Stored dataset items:
-- BEGIN --
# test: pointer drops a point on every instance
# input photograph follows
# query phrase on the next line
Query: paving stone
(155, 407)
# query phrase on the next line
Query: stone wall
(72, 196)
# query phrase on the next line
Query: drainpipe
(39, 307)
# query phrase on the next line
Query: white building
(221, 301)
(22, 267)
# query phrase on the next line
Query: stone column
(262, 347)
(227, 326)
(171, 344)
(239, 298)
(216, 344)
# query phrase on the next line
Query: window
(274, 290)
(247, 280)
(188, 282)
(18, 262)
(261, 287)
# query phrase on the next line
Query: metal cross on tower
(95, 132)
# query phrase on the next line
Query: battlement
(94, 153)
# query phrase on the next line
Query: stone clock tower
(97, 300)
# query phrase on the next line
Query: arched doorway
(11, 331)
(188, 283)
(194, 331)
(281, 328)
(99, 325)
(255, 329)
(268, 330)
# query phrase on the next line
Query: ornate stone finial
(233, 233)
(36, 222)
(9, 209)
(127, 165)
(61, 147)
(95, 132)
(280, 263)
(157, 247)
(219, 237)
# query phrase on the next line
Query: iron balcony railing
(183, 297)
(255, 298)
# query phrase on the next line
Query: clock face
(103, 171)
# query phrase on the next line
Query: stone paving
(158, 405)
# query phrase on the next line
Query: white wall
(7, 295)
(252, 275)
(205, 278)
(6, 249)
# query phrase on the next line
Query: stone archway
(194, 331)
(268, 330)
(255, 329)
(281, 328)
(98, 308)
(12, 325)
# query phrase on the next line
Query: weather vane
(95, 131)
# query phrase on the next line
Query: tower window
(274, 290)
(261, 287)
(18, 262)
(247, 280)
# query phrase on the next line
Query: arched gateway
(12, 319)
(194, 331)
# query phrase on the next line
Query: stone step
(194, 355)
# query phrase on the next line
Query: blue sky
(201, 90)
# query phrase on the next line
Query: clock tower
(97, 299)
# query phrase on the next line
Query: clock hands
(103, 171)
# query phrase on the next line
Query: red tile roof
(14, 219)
-- END --
• **SHORT TASK**: Duplicate every one of the records above, line for line, without changing a character.

• **TASK OUTPUT**:
# test: pointer drops a point on every instance
# input photograph follows
# query phrase on the next line
Query: paving stone
(155, 407)
# query phrase on the next line
Query: stone wall
(72, 196)
# query phrase on the next line
Query: drainpipe
(39, 307)
# query phrase on the next line
Query: white building
(221, 301)
(22, 267)
# query phrase on the next line
Query: stone column
(262, 347)
(227, 326)
(171, 344)
(239, 298)
(216, 344)
# query phrase on the next line
Query: window
(274, 290)
(247, 280)
(188, 282)
(18, 262)
(261, 287)
# query phrase on the next line
Query: metal cross on tower
(95, 132)
# query phrase on the next line
Query: battlement
(94, 153)
# query phrase on the next line
Query: stone clock tower
(97, 300)
# query phrase on the next line
Query: arched doorway
(11, 331)
(188, 283)
(194, 331)
(281, 328)
(99, 325)
(255, 329)
(268, 330)
# query phrase on the next line
Query: ornate stone finial
(233, 233)
(36, 222)
(9, 209)
(127, 165)
(61, 147)
(95, 132)
(280, 263)
(157, 247)
(219, 237)
# query phrase on the next line
Query: iron balcony railing
(183, 297)
(255, 298)
# query phrase on the next line
Query: clock face
(103, 171)
# query phrase on the next line
Query: stone paving
(158, 405)
# query phrase on the next line
Query: white wall
(7, 295)
(252, 275)
(205, 278)
(6, 249)
# query phrase on the next line
Query: stone archway
(194, 331)
(268, 330)
(255, 329)
(281, 328)
(98, 308)
(12, 325)
# query phrase on the next line
Query: weather vane
(95, 131)
# query phrase on the next line
Query: tower window
(274, 290)
(261, 287)
(18, 262)
(247, 280)
# query phrase on the next line
Query: arched gateway
(12, 319)
(194, 331)
# query phrase on the next line
Query: stone step
(194, 355)
# query phrase on the next line
Query: blue sky
(201, 90)
# query phrase on the next line
Query: clock tower
(97, 299)
# query phrase on the next line
Query: clock hands
(103, 171)
# query phrase on the next line
Query: red tile roof
(14, 219)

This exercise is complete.